In jury trials, the jury’s job is finding facts. It is the contention here that expert testimony consisting of little more than reciting evidence and reaching a conclusion risks usurping the jury’s role—or at the very least, making the jury’s job much harder. Thus, for the most part, courts should discourage, and advocates should hesitate to present, expert testimony that constitutes little more than fact-finding or drawing conclusions without explanation of the standards that underlie that opinion. Admittedly, the line between testimony that does little more than find facts and draw factual conclusions, as opposed to testimony that applies technical or expert know-how to a set of facts, is often unclear. Thus, unless advocates and judges discourage raw opinion testimony, juries can face situations where they must choose between competing experts and explanations without a clear basis for making that choice—other than a subjective reaction to witnesses.

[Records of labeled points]
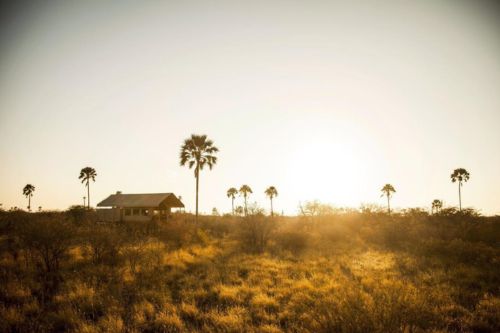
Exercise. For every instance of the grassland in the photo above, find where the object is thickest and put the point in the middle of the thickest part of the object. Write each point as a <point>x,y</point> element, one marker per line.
<point>331,271</point>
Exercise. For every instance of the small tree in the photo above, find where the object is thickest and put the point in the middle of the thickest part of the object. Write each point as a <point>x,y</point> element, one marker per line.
<point>231,193</point>
<point>245,191</point>
<point>271,192</point>
<point>461,176</point>
<point>28,192</point>
<point>387,191</point>
<point>436,205</point>
<point>86,175</point>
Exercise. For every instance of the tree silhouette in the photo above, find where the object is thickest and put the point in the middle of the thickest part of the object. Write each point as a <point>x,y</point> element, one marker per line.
<point>28,192</point>
<point>271,192</point>
<point>86,175</point>
<point>197,151</point>
<point>231,193</point>
<point>436,205</point>
<point>461,176</point>
<point>245,190</point>
<point>387,191</point>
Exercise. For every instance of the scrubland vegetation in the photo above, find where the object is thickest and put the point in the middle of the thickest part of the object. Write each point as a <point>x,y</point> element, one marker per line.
<point>324,271</point>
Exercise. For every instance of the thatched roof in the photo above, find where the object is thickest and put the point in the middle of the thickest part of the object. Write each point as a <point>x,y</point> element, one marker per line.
<point>141,200</point>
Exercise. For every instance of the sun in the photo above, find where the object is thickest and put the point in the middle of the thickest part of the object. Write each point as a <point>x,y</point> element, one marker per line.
<point>329,171</point>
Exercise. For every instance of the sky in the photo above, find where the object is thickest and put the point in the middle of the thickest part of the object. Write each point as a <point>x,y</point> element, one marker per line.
<point>324,100</point>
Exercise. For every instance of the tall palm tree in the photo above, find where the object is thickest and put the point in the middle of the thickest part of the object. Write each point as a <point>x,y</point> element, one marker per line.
<point>271,192</point>
<point>86,175</point>
<point>231,193</point>
<point>245,191</point>
<point>197,151</point>
<point>461,176</point>
<point>387,191</point>
<point>436,205</point>
<point>28,192</point>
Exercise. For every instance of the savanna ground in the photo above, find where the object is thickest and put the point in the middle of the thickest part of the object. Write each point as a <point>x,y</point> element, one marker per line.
<point>324,271</point>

▸ **SHORT TASK A**
According to the passage on expert testimony, what is the jury's job in jury trials?
▸ **SHORT TASK B**
Decide whether each statement agrees with the passage on expert testimony, answering yes or no and quoting the words that settle it: (i) The line between testimony that finds facts and testimony that applies expert know-how is always clear. (ii) Courts should discourage expert testimony that is little more than fact-finding. (iii) Without discouragement of raw opinion testimony, juries may have to choose between competing experts without a clear basis.
▸ **SHORT TASK C**
In the passage on expert testimony, why should expert testimony that mostly recites evidence and reaches a conclusion be discouraged?
None of the items are needed.

▸ **REPLY A**
Finding facts.

▸ **REPLY B**
(i) No: "is often unclear."
(ii) Yes: "courts should discourage, and advocates should hesitate to present, expert testimony that constitutes little more than fact-finding"
(iii) Yes: "juries can face situations where they must choose between competing experts and explanations without a clear basis for making that choice"

▸ **REPLY C**
Such testimony risks usurping the jury's fact-finding role, or at least makes the jury's job much harder. Unless it is discouraged, juries can end up choosing between competing experts with no clear basis other than a subjective reaction to the witnesses.